Given instruction
Return every line of the entries below that contains the word "green", copying each line unchanged.

Working data
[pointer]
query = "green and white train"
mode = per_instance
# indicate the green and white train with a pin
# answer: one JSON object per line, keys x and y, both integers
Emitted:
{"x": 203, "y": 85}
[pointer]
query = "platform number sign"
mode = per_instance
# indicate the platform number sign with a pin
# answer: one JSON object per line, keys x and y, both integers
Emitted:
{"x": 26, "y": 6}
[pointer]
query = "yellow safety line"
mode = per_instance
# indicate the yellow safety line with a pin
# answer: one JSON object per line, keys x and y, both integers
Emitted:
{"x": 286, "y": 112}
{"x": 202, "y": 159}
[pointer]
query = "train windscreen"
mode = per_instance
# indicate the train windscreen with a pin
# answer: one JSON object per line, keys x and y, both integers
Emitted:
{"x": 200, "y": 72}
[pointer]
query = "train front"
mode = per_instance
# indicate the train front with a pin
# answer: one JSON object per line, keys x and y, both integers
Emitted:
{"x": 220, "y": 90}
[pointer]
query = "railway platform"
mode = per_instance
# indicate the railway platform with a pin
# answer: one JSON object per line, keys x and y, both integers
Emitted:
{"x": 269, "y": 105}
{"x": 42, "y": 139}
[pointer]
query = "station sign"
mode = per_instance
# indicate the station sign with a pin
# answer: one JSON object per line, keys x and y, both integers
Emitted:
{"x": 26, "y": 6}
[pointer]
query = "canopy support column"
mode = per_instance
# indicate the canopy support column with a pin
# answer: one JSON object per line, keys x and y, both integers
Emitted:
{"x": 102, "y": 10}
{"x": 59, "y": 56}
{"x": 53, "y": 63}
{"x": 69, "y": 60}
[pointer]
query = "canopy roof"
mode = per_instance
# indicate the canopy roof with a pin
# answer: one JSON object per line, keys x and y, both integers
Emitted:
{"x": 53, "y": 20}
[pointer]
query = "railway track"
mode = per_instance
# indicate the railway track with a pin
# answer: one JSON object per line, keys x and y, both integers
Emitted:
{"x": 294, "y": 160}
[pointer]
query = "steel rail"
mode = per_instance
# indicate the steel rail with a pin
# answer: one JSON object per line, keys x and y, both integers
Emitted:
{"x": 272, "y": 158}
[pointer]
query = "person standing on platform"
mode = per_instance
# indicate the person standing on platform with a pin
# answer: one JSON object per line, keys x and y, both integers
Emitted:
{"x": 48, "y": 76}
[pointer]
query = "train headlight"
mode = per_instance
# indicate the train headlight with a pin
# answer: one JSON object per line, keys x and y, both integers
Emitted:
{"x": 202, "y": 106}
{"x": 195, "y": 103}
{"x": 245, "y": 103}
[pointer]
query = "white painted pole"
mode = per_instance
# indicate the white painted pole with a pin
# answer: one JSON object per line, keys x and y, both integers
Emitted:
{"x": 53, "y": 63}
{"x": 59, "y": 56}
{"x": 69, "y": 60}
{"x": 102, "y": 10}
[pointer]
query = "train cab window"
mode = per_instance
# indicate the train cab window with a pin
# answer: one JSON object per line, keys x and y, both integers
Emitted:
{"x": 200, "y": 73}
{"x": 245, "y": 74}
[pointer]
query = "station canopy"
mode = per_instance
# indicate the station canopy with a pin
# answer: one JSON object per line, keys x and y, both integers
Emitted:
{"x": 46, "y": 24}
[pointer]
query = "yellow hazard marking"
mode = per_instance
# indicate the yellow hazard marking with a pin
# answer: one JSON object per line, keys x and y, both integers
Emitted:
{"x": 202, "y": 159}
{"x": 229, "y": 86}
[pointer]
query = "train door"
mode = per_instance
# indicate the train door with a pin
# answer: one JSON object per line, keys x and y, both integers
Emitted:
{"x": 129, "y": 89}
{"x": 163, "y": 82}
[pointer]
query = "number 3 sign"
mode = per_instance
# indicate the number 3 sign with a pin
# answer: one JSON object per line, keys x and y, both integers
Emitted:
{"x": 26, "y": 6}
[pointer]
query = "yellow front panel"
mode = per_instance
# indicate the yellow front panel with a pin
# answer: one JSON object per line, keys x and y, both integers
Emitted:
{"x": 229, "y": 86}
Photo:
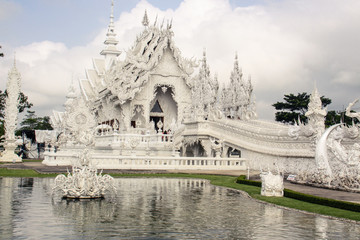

Answer to this task
query = "green and white train"
# indicate the green and white train with a pin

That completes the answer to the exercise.